• Stated goal
Rewrite the data from the very beginning through the line containing "x=499, y=321", swapping every "layered rock ledge" for "rock shelf" and keeping all else the same. Return only those lines.

─── Provided information ───

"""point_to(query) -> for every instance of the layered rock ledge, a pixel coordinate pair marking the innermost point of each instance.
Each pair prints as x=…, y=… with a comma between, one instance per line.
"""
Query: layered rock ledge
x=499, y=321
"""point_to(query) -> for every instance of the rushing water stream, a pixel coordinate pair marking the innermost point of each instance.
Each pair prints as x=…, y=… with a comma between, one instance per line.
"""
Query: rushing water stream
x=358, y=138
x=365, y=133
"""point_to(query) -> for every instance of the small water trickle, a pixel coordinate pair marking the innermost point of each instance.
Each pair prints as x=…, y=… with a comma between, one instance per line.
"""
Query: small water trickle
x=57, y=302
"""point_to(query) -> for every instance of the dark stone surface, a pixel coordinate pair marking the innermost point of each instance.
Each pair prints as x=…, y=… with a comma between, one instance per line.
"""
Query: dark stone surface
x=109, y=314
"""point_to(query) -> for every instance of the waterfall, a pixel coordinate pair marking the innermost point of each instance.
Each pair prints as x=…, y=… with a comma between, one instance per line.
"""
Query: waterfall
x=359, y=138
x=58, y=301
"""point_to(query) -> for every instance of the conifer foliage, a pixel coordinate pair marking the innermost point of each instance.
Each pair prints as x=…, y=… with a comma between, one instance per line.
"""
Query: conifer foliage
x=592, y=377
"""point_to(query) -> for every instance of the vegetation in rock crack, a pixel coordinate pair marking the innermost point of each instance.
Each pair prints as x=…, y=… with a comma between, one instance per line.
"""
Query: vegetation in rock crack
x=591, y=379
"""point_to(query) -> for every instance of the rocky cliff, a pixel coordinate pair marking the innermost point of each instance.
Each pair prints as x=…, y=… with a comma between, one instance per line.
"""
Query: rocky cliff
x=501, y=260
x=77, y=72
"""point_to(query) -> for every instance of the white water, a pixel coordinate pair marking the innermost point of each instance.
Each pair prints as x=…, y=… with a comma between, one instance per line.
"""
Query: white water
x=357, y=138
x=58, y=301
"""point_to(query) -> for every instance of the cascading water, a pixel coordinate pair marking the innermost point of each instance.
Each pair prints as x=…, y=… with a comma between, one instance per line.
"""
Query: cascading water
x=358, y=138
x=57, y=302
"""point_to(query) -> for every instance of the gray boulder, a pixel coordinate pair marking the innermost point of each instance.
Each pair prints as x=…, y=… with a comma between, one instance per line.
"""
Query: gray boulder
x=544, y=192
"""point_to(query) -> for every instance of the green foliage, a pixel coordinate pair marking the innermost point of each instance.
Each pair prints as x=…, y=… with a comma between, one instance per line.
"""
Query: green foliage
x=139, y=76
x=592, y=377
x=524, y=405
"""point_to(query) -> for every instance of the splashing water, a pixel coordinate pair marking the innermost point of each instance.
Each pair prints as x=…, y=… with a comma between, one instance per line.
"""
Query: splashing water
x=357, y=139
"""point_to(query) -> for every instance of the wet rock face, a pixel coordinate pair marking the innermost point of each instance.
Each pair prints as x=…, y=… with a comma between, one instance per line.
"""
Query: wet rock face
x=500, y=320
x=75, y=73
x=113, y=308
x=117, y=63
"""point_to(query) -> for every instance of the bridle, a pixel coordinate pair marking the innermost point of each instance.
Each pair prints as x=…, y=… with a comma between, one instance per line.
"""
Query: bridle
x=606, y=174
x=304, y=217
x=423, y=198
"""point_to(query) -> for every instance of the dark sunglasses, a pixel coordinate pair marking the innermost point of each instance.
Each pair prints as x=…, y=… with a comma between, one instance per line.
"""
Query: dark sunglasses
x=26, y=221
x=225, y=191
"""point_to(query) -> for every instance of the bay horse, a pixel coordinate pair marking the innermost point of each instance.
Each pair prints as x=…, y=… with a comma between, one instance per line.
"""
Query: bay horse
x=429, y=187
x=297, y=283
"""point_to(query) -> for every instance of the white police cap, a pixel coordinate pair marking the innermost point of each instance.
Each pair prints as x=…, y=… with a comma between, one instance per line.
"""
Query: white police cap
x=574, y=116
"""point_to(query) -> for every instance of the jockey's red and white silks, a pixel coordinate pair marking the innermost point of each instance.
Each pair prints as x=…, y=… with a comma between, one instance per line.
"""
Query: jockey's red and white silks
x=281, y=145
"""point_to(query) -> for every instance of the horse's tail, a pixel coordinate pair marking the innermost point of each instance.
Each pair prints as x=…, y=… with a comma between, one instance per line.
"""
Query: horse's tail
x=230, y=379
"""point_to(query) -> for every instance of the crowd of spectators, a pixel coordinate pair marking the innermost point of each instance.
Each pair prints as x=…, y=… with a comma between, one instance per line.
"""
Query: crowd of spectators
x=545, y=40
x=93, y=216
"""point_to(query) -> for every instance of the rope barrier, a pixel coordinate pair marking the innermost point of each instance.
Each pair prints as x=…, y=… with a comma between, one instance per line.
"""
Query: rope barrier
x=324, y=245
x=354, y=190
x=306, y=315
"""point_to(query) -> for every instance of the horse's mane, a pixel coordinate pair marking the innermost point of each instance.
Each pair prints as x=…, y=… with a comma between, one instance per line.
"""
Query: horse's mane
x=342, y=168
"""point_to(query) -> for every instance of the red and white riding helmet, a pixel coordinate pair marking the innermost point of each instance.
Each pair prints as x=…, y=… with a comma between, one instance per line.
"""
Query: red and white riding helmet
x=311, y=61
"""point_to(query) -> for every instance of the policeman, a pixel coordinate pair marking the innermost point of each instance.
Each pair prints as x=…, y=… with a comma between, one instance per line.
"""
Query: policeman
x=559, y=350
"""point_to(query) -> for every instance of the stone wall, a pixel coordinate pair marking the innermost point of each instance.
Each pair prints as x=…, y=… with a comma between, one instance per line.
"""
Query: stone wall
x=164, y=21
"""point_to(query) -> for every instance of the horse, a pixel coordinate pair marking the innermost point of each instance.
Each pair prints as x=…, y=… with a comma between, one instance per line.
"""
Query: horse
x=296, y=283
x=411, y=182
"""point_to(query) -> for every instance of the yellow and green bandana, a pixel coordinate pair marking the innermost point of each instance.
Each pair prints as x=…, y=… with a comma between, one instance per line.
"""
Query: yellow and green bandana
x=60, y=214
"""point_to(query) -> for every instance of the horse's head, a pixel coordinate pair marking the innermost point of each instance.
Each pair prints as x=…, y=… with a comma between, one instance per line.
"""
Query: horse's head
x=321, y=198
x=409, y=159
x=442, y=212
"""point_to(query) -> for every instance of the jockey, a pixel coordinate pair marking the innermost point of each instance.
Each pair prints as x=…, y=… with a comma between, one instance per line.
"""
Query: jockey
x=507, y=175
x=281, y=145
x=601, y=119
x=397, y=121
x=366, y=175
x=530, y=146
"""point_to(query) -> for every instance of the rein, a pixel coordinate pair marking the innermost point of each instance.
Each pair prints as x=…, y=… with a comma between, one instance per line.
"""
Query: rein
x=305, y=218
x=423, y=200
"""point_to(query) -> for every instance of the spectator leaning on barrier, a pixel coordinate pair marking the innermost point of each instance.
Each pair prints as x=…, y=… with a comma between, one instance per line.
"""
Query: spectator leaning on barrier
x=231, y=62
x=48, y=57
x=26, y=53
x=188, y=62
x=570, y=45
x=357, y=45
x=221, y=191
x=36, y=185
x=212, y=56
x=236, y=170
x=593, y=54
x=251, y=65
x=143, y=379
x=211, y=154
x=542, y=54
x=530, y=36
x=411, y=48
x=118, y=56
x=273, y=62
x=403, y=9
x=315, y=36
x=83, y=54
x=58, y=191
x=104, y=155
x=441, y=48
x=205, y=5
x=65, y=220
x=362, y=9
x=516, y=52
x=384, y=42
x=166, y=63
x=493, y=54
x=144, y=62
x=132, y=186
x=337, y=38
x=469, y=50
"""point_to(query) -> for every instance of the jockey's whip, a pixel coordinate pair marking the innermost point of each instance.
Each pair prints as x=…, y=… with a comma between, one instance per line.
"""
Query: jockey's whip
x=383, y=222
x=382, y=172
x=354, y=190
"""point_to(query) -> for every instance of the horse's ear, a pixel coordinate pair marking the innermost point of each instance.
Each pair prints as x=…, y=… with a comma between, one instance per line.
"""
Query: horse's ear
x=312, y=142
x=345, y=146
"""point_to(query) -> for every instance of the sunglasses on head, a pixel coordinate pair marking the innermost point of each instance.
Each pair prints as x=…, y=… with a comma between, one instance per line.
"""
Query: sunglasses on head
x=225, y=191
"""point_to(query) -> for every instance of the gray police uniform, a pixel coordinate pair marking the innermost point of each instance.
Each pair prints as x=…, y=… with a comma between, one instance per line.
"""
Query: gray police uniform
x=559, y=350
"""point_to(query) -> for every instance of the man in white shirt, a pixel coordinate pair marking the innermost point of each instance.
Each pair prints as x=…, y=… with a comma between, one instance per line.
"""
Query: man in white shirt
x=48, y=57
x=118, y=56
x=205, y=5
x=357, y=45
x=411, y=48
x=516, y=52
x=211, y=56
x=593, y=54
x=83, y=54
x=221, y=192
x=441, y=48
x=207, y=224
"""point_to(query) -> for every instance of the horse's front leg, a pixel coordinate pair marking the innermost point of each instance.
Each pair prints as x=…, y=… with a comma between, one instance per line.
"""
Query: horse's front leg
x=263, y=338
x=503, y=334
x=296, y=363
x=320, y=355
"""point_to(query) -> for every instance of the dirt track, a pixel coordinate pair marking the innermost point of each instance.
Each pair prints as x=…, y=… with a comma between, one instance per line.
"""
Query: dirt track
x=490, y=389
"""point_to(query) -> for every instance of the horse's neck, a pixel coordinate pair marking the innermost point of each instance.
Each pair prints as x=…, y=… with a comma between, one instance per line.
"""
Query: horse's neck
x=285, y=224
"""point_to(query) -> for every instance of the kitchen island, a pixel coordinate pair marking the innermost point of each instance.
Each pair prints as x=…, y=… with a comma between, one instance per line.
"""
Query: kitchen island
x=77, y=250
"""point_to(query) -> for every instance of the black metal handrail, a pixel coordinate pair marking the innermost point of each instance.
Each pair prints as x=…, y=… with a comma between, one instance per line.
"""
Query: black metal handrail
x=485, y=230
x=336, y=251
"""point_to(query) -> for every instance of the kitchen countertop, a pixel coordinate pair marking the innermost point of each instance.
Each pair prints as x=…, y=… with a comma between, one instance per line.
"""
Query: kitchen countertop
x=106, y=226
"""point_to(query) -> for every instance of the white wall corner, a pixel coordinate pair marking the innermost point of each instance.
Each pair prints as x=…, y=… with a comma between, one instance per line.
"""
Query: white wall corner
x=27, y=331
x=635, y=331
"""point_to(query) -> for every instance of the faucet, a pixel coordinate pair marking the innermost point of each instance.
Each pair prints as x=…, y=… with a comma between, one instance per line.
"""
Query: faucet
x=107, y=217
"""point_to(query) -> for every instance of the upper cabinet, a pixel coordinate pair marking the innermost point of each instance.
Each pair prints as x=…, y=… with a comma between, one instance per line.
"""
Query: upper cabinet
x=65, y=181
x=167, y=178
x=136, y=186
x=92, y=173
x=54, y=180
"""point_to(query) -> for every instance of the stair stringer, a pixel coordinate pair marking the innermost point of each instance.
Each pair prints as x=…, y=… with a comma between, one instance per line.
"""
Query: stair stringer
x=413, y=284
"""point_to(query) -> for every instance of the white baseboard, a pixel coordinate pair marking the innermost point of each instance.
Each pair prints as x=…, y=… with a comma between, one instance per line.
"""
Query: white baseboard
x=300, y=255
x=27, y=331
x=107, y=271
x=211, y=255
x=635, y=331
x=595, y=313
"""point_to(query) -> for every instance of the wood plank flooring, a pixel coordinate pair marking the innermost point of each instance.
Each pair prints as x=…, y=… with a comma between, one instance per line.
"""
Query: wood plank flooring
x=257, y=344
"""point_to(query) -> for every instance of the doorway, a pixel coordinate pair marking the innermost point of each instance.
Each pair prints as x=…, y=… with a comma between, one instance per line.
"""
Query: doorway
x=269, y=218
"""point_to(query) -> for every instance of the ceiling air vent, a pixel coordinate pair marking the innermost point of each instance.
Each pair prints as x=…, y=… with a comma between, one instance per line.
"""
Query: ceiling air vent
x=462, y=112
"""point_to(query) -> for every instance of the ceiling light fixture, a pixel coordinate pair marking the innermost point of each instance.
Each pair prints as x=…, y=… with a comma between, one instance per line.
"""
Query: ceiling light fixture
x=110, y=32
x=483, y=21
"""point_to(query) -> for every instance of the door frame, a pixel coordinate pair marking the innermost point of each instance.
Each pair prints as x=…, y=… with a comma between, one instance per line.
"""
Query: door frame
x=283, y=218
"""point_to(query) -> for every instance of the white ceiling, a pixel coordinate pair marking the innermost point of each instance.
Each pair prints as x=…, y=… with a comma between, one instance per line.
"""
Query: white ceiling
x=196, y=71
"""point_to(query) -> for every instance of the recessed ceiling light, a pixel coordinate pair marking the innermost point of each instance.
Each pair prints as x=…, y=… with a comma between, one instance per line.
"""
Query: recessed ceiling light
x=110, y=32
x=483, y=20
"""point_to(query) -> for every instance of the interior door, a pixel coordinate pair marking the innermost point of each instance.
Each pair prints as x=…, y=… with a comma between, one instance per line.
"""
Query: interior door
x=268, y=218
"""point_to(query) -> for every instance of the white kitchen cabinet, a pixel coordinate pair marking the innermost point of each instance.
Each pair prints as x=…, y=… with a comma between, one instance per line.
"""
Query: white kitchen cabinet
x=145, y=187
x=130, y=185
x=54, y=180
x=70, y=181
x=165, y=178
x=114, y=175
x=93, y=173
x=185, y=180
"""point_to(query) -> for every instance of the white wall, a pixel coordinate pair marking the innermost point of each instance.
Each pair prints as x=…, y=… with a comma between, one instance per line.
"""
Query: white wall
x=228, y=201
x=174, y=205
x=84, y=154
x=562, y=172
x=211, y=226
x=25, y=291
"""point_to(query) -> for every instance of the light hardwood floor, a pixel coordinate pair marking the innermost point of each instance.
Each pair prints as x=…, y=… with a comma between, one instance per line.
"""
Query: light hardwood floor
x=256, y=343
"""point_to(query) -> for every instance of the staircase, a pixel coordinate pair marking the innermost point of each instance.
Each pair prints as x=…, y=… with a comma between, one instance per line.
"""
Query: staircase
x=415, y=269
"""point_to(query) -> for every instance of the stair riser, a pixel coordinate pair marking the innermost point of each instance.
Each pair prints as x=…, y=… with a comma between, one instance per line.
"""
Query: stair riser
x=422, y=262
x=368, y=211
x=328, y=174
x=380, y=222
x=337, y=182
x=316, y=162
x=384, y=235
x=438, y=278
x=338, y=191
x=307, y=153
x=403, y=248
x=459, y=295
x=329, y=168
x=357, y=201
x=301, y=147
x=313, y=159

───

• Task output
"""point_to(query) -> for every instance of the rock shelf, a pixel coordinate pair marking the innermost point of each instance.
Each pair prints as x=…, y=… with a comma between, one instance per line.
"""
Query: rock shelf
x=499, y=321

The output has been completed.